▸ **Selected passage**:
Public Health and the Health System

Public Health and the Health System

Introduction

Health systems are generally assessed in terms of the degree of achievement of their objectives. These objectives comprise mainly health maximization, efficiency and equity. However, the particular characteristics of the health care market, as discussed in the previous chapter, separate health and health care from other goods and services.

The health care market forces determine the allocation of health care resources. No one has a right to health care unless it has been acquired through the market. Therefore, attempts at redistributing resources should be considered an injustice.

Thesis Statement

Equity can be evaluated by considering the distribution of the benefits and costs in the health care system. This requires the clarification of simple, but equally fundamental questions as to who gets the health gain and who pays for public health? While the former question relates to the provision of health services, the latter is concerned with the financing of them in a country. These questions, in turn, can be answered basing on certain policy preferences generally induced by the political views, social values and cultural traditions in a society. There are varying approaches to the problem of justice which may help us clarify the way we understand equity. These approaches can be classified under Libertarian and Egalitarian view.

Equity in Health Services

Defining Equity in Health Services

The Libertarians focus on the willingness and ability to pay of the individuals who are interested to increases the quality of health care system, that would ultimately result in the rationalization of health care.

Libertarian view emphasizes the role of private sector in health care and restricts the role of government in providing minimum standard of care to the poor. Hence, their criteria for equity is defined as the extent to which people are free to use the health care that they wish to use. Hence, individual preferences are important in utilization of health care decisions (Donaldson and Gerard, 1994). The Libertarian approach includes the entitlement, the decent minimum, the utilitarian and the Rawlsian maximin.

▸ **Provided data**:
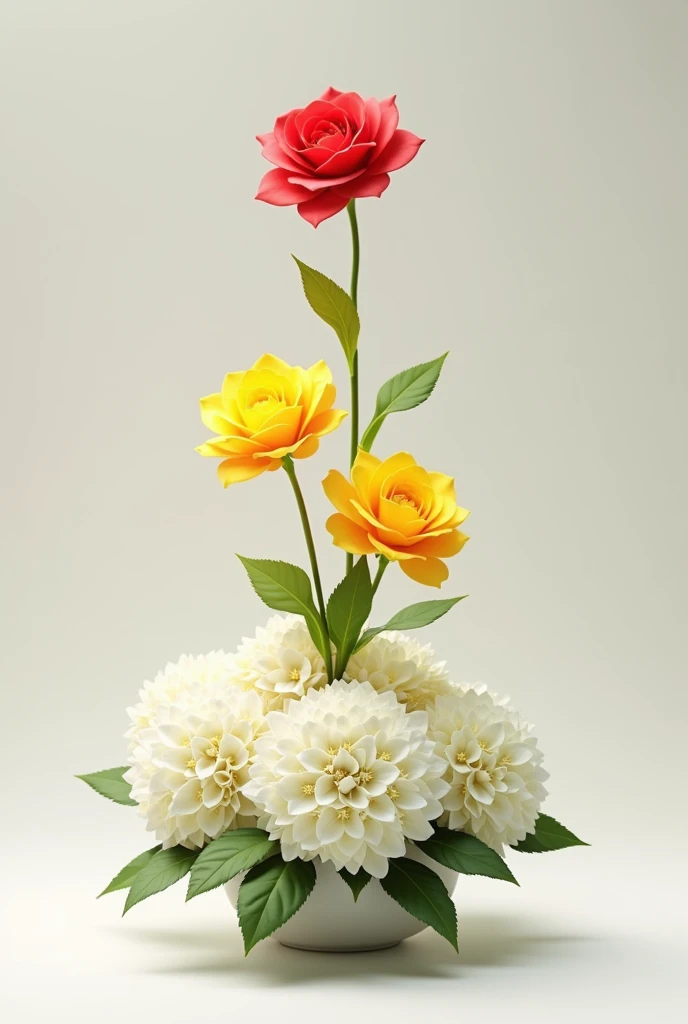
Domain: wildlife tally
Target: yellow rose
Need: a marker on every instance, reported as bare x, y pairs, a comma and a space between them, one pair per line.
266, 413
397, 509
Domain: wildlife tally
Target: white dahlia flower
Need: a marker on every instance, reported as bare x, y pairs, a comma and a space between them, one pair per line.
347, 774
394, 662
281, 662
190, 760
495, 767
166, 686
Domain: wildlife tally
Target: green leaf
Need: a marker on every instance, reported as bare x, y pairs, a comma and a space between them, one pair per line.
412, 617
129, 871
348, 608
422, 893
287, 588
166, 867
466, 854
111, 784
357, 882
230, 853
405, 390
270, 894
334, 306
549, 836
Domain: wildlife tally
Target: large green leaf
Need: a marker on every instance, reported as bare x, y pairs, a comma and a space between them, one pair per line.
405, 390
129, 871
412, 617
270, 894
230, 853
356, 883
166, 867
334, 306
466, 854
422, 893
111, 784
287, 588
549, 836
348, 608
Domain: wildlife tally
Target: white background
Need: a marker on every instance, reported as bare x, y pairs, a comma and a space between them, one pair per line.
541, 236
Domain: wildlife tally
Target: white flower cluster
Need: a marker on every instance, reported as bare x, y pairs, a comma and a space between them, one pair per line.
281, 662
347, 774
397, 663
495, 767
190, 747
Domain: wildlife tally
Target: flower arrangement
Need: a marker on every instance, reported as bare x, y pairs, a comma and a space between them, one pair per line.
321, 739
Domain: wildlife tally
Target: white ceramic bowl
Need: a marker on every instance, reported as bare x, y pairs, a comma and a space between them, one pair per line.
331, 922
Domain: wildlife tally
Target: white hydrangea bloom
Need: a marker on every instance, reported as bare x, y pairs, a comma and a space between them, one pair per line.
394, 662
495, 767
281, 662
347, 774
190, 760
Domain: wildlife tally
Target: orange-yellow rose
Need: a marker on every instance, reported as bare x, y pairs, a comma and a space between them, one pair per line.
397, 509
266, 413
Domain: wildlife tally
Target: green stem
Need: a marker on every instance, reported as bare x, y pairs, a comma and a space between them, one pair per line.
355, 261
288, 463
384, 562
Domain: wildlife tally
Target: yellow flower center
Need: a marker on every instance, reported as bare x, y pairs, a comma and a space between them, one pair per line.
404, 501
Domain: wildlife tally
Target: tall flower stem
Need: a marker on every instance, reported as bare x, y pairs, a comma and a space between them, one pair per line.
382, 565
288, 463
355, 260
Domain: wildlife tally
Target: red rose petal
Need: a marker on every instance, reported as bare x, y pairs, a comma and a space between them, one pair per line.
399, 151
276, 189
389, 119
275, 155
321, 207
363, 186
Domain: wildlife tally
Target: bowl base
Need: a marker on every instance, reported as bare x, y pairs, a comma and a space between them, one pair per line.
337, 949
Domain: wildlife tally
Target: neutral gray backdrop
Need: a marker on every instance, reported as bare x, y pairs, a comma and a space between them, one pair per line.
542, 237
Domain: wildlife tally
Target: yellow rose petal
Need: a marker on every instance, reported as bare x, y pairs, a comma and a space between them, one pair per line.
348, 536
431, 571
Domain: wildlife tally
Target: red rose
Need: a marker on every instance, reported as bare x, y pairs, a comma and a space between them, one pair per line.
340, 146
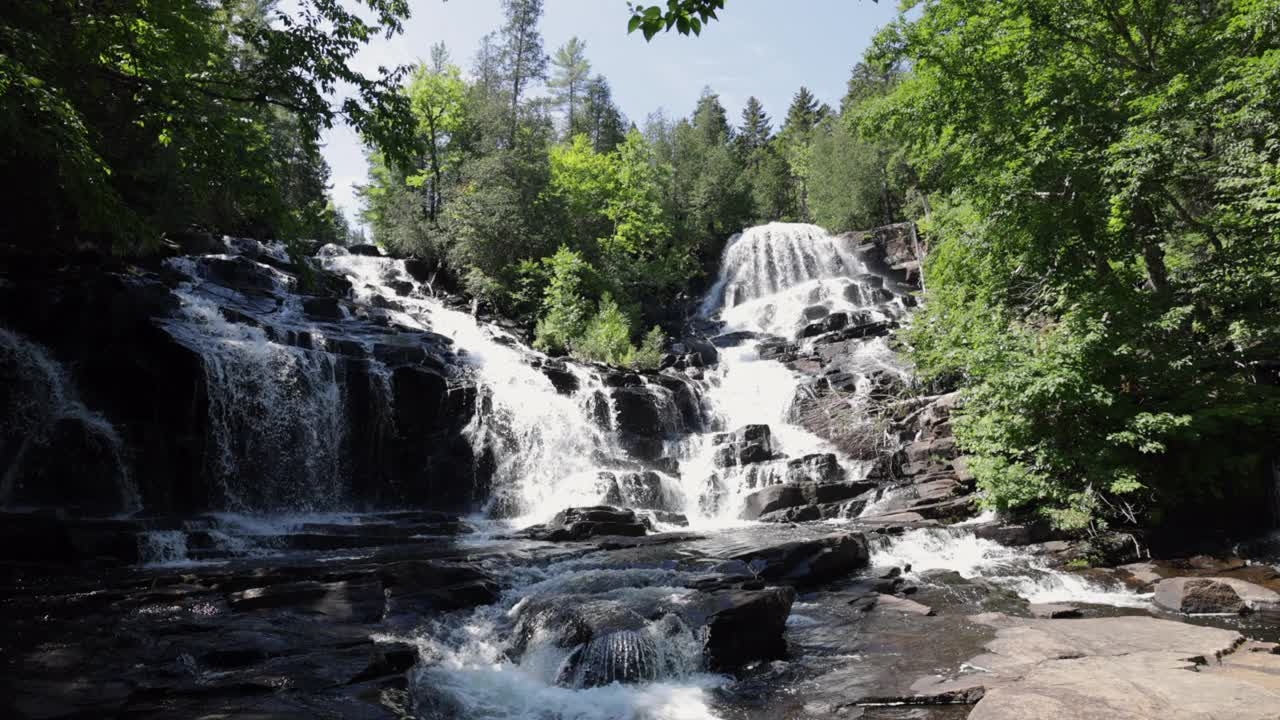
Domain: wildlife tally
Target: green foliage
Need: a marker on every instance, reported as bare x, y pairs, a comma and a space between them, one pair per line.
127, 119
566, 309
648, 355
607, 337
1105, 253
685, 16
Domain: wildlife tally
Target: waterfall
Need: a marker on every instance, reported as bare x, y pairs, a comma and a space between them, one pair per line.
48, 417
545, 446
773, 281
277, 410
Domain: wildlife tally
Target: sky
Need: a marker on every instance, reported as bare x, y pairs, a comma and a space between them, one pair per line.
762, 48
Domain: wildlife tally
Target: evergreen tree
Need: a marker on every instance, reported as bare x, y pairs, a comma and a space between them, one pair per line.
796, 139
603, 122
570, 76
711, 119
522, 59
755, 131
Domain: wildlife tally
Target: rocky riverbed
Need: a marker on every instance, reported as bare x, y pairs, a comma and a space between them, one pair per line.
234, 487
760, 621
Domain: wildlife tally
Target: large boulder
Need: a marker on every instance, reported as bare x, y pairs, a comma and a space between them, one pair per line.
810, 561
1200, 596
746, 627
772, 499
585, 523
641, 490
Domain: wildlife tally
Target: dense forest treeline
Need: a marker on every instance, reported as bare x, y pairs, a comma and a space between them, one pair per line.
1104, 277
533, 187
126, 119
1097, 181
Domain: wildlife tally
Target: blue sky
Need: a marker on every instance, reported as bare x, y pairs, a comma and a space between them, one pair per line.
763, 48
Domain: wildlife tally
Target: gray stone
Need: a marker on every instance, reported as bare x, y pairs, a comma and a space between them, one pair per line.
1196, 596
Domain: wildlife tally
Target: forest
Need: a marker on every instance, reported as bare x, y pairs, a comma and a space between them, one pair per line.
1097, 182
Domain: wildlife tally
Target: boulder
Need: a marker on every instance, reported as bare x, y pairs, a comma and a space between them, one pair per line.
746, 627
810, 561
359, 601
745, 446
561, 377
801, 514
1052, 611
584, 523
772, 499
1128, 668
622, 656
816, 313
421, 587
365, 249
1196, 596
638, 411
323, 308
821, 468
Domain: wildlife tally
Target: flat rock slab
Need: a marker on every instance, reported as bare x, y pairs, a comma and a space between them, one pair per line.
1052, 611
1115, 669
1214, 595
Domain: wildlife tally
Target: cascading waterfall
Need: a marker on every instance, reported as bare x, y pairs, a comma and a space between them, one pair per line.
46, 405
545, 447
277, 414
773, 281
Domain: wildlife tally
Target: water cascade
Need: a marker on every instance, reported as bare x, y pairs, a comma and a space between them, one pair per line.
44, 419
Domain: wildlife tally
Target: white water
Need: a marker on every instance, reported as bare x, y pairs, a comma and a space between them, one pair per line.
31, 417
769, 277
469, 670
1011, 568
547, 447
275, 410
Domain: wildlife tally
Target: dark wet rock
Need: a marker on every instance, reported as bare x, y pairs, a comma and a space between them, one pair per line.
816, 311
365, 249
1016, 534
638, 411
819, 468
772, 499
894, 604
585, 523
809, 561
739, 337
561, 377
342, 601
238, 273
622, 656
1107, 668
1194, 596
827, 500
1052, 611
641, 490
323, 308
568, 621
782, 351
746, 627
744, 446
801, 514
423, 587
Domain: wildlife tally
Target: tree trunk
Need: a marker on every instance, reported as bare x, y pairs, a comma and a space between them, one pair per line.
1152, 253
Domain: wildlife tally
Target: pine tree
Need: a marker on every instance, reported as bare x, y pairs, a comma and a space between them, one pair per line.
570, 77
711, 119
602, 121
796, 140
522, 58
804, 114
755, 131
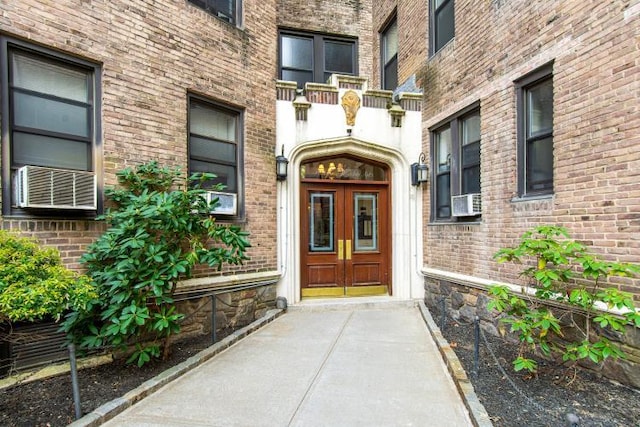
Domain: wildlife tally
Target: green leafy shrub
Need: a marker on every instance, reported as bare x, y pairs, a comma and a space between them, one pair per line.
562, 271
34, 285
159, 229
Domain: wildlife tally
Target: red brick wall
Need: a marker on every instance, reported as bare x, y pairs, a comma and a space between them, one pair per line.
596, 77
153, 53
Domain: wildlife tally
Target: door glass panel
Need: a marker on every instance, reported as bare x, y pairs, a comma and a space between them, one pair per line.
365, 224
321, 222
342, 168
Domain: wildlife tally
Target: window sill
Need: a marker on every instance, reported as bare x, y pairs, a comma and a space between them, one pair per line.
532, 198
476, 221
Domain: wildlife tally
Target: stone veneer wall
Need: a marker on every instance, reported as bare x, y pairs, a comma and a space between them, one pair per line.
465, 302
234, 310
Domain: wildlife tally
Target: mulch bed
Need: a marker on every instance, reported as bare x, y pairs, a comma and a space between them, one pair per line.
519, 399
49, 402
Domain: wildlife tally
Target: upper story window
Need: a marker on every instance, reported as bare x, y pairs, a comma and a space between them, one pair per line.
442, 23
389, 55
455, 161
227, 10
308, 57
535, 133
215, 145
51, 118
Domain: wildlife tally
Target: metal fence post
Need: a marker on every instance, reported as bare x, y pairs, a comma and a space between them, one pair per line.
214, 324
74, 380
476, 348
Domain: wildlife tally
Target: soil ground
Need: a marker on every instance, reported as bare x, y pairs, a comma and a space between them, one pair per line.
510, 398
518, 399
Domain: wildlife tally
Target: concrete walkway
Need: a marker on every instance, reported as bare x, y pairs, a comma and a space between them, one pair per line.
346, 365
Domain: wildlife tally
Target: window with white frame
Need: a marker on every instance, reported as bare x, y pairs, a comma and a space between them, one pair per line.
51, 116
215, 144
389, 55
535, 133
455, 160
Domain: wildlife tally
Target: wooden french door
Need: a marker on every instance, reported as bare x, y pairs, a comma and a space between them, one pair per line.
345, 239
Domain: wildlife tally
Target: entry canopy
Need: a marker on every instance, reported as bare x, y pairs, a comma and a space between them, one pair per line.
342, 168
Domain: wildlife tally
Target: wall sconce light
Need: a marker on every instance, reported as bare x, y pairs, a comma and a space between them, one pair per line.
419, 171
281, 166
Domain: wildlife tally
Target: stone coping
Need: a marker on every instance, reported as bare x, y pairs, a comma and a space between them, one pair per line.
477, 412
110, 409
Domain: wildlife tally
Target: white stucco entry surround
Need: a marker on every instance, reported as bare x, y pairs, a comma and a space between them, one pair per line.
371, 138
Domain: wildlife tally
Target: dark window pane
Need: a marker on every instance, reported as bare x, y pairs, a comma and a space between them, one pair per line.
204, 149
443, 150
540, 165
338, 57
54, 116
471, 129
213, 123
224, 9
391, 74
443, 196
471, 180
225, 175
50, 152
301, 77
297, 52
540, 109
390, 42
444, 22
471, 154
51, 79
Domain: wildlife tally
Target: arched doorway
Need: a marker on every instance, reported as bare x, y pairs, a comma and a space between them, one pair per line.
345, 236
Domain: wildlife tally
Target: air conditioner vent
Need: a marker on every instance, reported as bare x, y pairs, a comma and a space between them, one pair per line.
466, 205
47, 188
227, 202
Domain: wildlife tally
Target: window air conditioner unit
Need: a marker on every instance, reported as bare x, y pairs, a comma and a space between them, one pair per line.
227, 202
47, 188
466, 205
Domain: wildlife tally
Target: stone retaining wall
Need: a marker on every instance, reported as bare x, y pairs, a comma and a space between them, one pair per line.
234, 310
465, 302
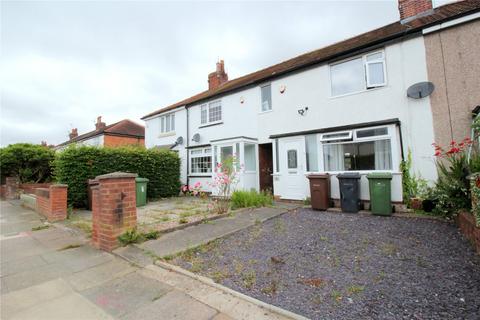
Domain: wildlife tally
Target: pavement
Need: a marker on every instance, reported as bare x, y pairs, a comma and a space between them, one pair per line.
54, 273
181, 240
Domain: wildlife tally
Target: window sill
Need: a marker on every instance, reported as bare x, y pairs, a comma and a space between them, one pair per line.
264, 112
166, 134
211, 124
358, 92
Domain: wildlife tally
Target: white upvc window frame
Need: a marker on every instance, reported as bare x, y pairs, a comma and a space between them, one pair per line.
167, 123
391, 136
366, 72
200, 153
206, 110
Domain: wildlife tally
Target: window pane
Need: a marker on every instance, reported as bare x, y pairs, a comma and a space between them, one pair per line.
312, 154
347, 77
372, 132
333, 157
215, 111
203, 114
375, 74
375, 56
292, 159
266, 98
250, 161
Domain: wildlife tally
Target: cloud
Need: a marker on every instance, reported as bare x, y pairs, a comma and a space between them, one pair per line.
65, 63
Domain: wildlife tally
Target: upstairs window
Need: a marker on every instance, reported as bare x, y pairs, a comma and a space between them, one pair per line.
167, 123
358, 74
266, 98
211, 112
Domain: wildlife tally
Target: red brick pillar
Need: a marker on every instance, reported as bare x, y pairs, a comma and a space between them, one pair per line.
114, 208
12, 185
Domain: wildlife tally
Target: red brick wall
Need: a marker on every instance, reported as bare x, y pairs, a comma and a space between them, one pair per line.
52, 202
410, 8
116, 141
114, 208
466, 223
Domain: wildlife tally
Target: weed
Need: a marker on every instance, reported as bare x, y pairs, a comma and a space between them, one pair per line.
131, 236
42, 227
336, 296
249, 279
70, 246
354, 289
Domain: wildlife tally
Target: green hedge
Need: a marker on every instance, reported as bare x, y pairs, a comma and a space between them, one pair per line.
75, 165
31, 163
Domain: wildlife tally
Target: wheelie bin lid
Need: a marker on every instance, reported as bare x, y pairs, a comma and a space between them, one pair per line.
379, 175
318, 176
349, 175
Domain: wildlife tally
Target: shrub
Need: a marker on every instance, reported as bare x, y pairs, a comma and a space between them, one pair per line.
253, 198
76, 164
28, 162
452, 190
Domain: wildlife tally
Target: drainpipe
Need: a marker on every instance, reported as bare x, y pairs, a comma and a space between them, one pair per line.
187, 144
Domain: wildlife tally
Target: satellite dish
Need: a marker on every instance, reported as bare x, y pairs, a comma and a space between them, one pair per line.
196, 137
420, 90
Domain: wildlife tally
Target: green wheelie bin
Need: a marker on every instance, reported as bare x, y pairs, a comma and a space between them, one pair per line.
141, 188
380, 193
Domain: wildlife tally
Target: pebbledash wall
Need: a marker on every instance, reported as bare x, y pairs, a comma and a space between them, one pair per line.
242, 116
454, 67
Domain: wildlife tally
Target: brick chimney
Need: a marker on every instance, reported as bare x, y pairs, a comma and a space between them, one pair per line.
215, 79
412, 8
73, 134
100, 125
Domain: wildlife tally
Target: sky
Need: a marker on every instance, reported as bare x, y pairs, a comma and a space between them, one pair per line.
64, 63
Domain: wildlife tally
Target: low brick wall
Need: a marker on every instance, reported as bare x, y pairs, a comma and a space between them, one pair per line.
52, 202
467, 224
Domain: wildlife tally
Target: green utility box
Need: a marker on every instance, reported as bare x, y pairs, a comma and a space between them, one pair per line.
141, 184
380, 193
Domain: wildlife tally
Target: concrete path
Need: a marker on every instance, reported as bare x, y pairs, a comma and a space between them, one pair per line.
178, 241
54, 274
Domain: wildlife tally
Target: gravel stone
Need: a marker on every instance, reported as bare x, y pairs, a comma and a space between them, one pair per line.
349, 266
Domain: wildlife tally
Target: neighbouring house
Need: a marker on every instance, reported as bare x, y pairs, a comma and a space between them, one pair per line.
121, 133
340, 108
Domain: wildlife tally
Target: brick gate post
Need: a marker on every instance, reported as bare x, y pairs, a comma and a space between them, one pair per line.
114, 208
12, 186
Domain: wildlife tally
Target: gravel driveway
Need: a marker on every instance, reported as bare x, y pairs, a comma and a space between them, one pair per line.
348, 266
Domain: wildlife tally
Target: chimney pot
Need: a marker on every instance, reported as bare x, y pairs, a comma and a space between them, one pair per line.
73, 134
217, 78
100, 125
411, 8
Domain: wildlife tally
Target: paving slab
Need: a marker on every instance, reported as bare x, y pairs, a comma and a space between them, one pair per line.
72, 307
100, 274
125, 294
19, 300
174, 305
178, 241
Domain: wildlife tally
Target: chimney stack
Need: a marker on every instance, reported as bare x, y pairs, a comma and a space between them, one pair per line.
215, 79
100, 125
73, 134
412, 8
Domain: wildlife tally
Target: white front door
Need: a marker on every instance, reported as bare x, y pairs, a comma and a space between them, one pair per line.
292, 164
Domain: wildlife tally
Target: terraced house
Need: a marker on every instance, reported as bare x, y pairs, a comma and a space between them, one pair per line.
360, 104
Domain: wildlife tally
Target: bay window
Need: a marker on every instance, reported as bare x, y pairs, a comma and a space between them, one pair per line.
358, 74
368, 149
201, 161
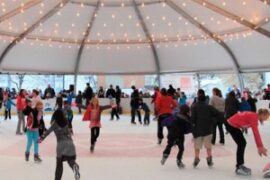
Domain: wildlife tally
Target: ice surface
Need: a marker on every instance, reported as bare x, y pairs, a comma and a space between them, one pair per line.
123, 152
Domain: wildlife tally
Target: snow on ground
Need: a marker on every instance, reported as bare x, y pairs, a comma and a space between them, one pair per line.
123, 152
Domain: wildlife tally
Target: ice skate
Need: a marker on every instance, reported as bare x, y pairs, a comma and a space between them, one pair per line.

▸ **Instructions for the task**: Set down, word for word, the part of the health systems passage above that opens with the words containing "Introduction" and closes with "goods and services.".

▸ **Result for this task**:
Introduction

Health systems are generally assessed in terms of the degree of achievement of their objectives. These objectives comprise mainly health maximization, efficiency and equity. However, the particular characteristics of the health care market, as discussed in the previous chapter, separate health and health care from other goods and services.